[TO DO]
Count the lines in the records below that contain the string "building", treating uppercase and lowercase as different, and reply with the number alone.
• • •
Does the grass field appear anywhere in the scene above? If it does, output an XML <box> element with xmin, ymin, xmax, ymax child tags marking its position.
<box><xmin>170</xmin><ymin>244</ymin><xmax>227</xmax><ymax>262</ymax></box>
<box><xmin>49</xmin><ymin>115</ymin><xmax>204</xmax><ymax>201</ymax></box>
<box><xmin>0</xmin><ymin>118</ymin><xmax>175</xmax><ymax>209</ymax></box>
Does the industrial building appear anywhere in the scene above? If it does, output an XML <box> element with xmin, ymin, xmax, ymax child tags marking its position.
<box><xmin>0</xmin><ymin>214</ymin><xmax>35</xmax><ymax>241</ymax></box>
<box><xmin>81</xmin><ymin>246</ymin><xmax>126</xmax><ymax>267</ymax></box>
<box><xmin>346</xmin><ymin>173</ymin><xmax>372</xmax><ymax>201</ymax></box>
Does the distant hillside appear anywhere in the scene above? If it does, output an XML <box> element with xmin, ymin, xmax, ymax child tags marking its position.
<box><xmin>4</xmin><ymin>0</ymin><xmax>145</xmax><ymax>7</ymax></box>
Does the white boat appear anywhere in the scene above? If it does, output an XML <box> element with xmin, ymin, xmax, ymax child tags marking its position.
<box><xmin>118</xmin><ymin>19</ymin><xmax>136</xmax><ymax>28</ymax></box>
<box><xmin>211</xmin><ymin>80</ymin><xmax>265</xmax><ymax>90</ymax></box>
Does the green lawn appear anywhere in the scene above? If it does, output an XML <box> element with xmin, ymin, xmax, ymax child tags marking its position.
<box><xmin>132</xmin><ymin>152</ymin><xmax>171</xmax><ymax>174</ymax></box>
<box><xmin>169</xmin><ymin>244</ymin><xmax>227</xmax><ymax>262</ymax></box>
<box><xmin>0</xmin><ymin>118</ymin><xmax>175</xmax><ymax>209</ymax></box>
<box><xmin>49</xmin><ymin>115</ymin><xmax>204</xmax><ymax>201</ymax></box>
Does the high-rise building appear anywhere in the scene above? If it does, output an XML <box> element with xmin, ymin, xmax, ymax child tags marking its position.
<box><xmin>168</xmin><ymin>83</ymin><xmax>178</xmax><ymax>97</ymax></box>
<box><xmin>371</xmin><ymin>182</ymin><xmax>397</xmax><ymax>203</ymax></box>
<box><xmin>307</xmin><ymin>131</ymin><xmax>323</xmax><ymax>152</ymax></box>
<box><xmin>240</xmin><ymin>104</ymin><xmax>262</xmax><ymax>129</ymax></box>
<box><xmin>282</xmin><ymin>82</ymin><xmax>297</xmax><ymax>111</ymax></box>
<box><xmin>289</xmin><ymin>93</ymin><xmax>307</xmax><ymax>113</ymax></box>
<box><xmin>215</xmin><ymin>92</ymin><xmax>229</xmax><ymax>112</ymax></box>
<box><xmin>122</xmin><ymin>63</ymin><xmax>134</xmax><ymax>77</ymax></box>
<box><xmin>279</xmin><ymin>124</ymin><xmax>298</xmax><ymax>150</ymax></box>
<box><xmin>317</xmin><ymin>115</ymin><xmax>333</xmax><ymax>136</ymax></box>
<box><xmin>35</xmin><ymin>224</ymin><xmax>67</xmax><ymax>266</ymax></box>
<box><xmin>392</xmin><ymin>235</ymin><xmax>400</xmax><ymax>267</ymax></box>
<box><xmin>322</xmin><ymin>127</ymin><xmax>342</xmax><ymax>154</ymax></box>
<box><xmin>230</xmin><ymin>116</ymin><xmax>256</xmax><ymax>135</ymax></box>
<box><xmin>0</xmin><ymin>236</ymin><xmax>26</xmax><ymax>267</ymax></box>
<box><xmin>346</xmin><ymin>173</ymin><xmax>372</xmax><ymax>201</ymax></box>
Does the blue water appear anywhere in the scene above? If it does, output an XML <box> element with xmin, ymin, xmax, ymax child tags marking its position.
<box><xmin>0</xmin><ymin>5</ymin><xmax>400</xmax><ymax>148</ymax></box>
• • •
[TASK ANSWER]
2